#### YOUR GOAL
Omit the pictures and return exactly the stretch of the material below from the line with "Where can you find the crowd" through the line with "Where can you find the snow-covered".

#### RECORDS PROVIDED
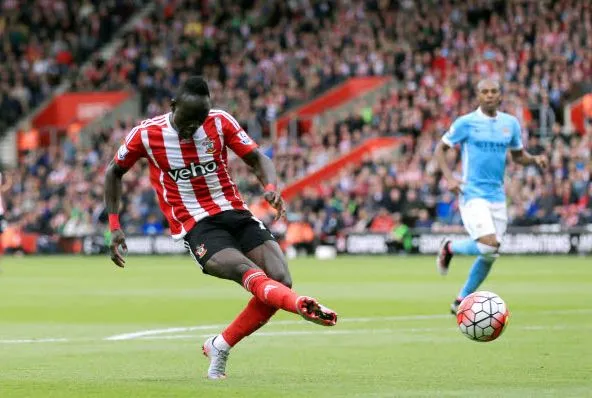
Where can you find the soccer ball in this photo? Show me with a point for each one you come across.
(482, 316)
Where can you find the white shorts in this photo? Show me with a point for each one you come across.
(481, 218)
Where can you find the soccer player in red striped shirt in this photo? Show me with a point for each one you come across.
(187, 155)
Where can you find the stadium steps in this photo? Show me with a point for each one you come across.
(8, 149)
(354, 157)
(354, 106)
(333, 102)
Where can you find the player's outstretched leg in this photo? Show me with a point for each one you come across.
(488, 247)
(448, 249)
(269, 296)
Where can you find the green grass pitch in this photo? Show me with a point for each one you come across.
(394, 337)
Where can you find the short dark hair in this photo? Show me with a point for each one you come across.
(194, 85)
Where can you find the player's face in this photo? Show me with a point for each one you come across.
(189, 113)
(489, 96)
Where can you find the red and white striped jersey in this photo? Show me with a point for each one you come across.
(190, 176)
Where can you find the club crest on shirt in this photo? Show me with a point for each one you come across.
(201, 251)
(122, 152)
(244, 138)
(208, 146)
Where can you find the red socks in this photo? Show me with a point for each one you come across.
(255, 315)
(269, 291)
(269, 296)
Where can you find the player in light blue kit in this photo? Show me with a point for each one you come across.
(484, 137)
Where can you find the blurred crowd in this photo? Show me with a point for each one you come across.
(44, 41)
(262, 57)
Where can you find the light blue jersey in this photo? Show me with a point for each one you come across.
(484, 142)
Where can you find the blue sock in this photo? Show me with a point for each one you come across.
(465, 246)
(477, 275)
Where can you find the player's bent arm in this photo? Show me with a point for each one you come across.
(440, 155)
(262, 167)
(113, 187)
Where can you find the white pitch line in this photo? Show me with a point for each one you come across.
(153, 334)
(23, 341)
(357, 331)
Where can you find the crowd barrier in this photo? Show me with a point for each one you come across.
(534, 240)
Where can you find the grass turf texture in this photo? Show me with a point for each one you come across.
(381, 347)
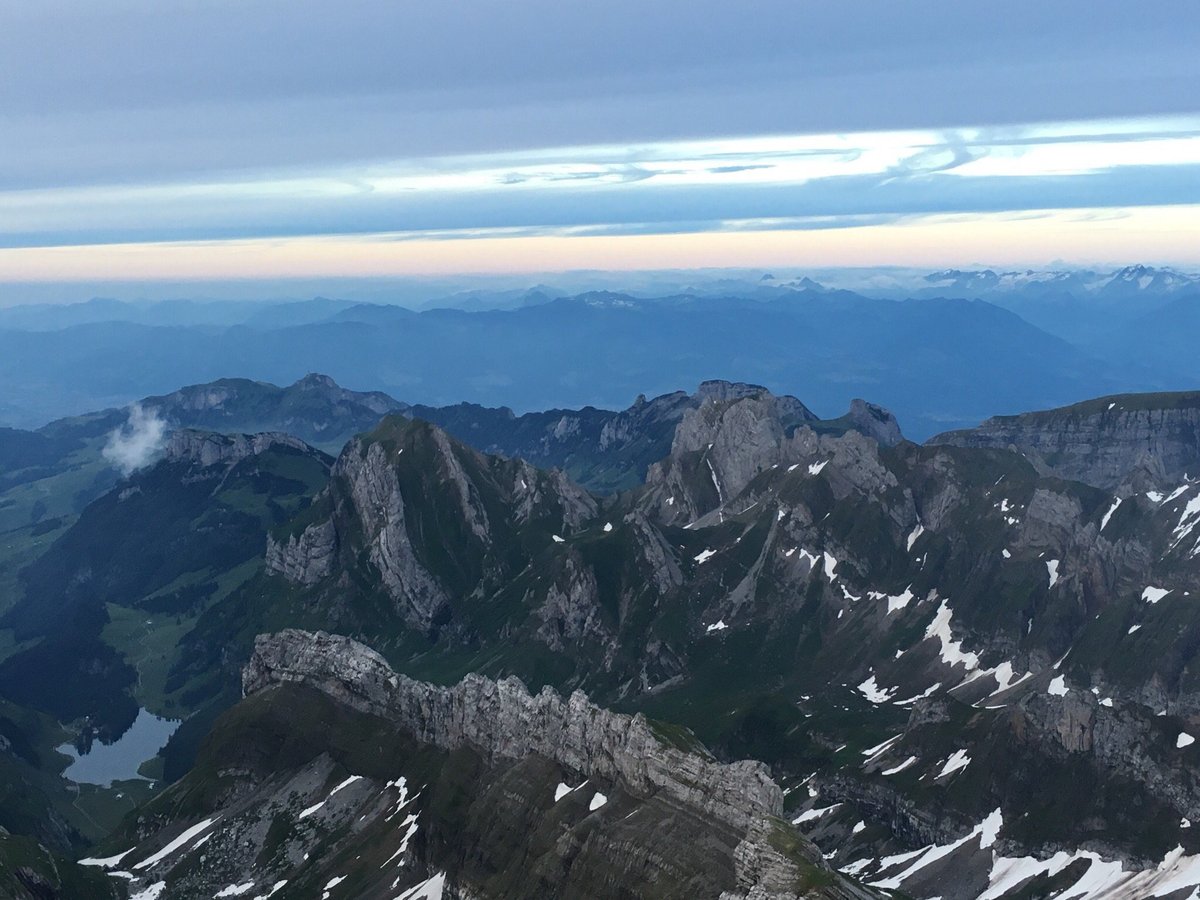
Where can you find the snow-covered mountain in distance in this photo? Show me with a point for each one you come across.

==

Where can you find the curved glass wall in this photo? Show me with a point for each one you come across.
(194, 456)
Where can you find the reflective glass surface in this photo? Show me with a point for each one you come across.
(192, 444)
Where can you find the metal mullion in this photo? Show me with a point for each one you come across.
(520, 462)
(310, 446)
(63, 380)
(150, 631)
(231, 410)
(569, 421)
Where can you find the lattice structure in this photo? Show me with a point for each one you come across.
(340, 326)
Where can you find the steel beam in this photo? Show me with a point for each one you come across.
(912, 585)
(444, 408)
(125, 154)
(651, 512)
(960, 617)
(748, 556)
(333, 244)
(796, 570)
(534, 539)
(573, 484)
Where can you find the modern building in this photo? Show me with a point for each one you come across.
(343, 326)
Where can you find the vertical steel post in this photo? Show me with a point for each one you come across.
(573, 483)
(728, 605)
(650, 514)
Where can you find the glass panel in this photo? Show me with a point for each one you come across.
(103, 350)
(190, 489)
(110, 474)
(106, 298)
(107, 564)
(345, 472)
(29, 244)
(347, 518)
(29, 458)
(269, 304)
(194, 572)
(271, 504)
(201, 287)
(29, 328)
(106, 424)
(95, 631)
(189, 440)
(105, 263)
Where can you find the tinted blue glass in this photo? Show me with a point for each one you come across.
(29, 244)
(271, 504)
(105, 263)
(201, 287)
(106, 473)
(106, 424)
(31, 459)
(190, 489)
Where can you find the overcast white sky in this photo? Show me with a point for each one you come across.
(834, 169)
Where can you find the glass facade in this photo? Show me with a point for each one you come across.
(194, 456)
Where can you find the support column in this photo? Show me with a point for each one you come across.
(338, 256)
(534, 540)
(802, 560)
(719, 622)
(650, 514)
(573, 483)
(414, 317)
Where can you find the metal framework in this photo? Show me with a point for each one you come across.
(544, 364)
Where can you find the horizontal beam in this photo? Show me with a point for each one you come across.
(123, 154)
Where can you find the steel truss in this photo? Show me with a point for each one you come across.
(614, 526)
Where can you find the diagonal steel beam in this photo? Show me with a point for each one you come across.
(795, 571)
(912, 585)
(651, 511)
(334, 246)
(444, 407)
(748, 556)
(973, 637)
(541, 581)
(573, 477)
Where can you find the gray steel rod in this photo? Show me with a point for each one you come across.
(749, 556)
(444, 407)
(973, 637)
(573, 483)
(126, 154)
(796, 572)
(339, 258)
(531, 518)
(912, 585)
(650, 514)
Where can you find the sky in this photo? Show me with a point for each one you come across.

* * *

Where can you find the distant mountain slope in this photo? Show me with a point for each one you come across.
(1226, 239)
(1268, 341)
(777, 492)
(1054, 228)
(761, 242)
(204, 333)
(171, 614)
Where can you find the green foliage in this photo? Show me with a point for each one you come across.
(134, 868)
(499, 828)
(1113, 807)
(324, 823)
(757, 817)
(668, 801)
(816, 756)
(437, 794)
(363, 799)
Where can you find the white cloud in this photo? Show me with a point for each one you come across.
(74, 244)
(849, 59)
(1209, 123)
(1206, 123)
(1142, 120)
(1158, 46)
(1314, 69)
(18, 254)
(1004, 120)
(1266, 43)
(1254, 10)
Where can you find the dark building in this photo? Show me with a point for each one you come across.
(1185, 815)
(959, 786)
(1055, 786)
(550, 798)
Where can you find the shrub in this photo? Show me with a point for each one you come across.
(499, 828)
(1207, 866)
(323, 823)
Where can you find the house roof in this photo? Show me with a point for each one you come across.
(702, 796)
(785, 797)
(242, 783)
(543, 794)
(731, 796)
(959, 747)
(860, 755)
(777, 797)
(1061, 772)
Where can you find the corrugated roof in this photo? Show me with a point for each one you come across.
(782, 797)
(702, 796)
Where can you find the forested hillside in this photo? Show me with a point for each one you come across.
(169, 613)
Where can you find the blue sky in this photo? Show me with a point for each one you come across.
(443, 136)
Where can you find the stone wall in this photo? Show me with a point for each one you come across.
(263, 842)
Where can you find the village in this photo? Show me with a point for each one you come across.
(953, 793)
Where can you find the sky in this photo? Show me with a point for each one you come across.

#### EXPECTED ANSWER
Where can you find the crowd barrier in this photo? Show me with a point for each one you come across.
(534, 240)
Where can you find the grass turf texture in this photo? Show me with a point for each one you come across.
(381, 347)
Where can you find the snow-covered mountain in distance in this photo? Show me with a point for each one you come across.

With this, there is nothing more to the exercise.